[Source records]
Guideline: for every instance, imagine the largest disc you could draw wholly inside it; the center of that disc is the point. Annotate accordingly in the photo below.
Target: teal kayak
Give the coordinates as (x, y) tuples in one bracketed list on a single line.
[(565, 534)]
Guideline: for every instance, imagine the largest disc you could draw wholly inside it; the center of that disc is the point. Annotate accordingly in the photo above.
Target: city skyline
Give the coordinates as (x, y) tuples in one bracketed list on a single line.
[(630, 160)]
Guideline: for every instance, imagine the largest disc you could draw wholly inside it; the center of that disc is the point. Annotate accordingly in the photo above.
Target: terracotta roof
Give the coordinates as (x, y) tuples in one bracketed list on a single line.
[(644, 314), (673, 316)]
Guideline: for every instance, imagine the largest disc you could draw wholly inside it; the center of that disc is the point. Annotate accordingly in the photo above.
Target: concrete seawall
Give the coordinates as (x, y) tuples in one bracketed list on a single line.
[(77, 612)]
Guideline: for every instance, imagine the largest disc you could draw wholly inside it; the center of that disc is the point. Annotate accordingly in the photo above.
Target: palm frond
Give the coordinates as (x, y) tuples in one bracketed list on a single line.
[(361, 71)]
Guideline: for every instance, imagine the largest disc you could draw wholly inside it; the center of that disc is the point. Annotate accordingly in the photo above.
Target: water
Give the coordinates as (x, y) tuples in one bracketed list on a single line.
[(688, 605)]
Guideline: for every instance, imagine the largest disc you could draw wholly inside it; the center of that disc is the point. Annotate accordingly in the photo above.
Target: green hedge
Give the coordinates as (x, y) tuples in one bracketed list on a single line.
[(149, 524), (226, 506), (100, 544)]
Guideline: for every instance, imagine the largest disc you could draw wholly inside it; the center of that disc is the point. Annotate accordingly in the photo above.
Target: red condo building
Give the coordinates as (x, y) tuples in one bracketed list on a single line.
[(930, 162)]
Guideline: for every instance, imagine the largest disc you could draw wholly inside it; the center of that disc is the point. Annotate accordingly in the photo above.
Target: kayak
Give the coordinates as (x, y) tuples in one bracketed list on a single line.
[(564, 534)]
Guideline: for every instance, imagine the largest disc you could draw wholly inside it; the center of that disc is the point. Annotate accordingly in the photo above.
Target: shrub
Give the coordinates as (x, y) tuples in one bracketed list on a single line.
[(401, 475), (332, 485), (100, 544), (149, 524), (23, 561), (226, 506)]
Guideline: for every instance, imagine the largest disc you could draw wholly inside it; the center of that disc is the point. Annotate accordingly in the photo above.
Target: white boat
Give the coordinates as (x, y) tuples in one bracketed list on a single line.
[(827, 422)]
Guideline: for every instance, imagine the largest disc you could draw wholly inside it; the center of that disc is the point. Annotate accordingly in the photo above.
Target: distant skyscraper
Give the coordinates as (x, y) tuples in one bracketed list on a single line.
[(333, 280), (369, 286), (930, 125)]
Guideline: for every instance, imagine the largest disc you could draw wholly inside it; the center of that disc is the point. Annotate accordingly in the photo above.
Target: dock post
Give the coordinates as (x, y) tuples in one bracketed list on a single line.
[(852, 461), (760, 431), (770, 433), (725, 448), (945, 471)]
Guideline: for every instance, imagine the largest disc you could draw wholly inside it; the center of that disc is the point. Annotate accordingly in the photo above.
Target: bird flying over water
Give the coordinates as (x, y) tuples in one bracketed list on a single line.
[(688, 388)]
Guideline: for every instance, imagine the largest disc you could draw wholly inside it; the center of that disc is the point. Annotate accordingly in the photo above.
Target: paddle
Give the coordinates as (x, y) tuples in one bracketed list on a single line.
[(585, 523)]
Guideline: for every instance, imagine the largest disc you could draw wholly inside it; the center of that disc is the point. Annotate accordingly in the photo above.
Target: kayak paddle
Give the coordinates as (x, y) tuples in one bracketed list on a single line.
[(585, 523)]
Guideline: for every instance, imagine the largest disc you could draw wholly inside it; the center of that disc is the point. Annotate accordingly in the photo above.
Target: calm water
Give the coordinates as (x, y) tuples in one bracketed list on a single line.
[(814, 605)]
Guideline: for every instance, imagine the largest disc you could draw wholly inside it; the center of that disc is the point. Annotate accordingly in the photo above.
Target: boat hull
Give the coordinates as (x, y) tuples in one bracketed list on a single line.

● INSTRUCTIONS FOR THE TASK: All of the data above must be repeated exactly.

● WRITTEN RESPONSE:
Guideline: for every instance, imagine the largest disc you could draw wholly inside it; the center of that disc is the point. Annotate accordingly in the photo below.
Target: teal kayak
Give the coordinates as (x, y) tuples in one bracketed list on a single line.
[(565, 534)]
Guideline: for every instance, imagine the largest disc you could draw wholly inside it; the center of that disc is the point. Annotate accordingly in the photo above.
Target: city skyline
Give the coordinates as (x, y) tuples in one bracketed list on a single line.
[(630, 160)]
Guideline: for every instance, imagine the largest disc you could draw wholly inside it; the center of that disc is the point. Annotate accordingly in the photo above.
Target: terracotta roof
Give the coordinates as (x, y) tuples in one bracketed list on a single line.
[(644, 314), (673, 316)]
Guideline: for every instance, imagine the largest disc you could draw wholly inside it; the center of that disc is the point. Annotate accordingly in the photo above.
Target: concrete seawall
Give the coordinates as (x, y) tuples in one bracketed list on a single line.
[(77, 612)]
Guideline: for every instance, imagine the largest disc you could draw wholly inside it; the center of that disc is the point. Annotate accordingly in the photo above.
Target: palm frond
Give the coordinates as (x, y) tuples in one bracketed list on a single line.
[(361, 71)]
Guideline: for every instance, imagine the largest disc you could draw wholly inside it; the center of that disc is the point. Annotate accordingly in the photo above.
Target: water
Give the coordinates as (x, y) tuples in one bracketed list on a single line.
[(688, 605)]
Guideline: for every instance, imagine the largest disc you could draw wholly inside it; the center of that disc is the point. Annotate accordingly in the photo above.
Target: green hedge
Give the coordinates as (x, y) tuples in one bracketed list on a single line.
[(149, 524), (226, 506), (100, 544)]
Guideline: for every instance, imagine the largest disc you could draw wholly inside it; the center of that disc is the point. Annotate accordingly in the photo above.
Target: red condo building
Give the coordinates as (x, y) tuples in one bracketed list on a single line.
[(930, 162)]
Guideline: for every instance, imagine the largest disc you could draw wholly inside it; the center of that disc is the point. Annotate accordingly in the photo above.
Target: kayak
Give the coordinates as (x, y) tuples in one bracketed list on a single line.
[(564, 534)]
Guideline: for every instance, imagine the largest disc you could draw wholly inside it; the center of that disc is the point. Annotate accordingly in the photo above.
Target: shrub
Give the coordinates as (x, y) tuples in one bracketed list on a single line.
[(401, 475), (332, 485), (100, 544), (149, 524), (23, 561), (226, 506)]
Guideline: for every instance, imagine the largest disc you could draw wholly inside it; the center of that disc is the point. Annotate accordingly in the photo above.
Target: white boat
Give the coordinates as (x, y) tuples in one bracketed list on a single line.
[(827, 422)]
Guideline: for every instance, imagine the largest disc you could draw wholly inside it; the center of that disc is the point. Annotate accordingly in the photo above.
Target: distant skyscraper
Give the coordinates as (x, y) tuples in one bracketed list on a single line.
[(333, 280), (369, 286), (930, 125)]
Guideline: for every instance, imagine the largest disc you could draw wholly inside it; the center of that disc is the point. Annotate accordingly in the photo above.
Target: dock post
Give the coordinates as (x, y) tuples in one bracketed list on a single line.
[(852, 461), (760, 431), (770, 433), (725, 448), (945, 471)]
Guideline: for every instance, imagine the largest disc you could draw wholly inside it; the center of that disc is the point. Annotate accordingly in the photo above.
Target: bird flying over water
Give the coordinates as (x, y) tuples in one bracketed list on a single line.
[(688, 388)]
Guideline: for every instance, imagine the largest disc you could draw wholly inside it; the center of that disc is the point. Annotate accordingly in the photo above.
Target: paddle
Give the coordinates as (x, y) tuples in one bracketed list on a single line.
[(585, 523)]
Guideline: for every instance, imagine the largest disc you could draw wholly inside it; the center of that disc is the point. Annotate accordingly in the photo above.
Target: kayak paddle
Give the coordinates as (x, y) tuples in one bracketed list on a single line.
[(585, 523)]
Guideline: for every instance, imagine the largest disc you could draw wholly inside it; the center of that disc is the point. Annotate accordingly in the photo above.
Target: calm water
Give the coordinates as (x, y) tuples in one bracketed list on a single line.
[(814, 605)]
Guideline: for every instance, imagine the largest disc you could draw wholly inside it; the center of that disc is the point. Annotate accordingly in the photo above.
Target: boat hull
Give the coordinates as (x, y) tuples in one bracketed list on a single line.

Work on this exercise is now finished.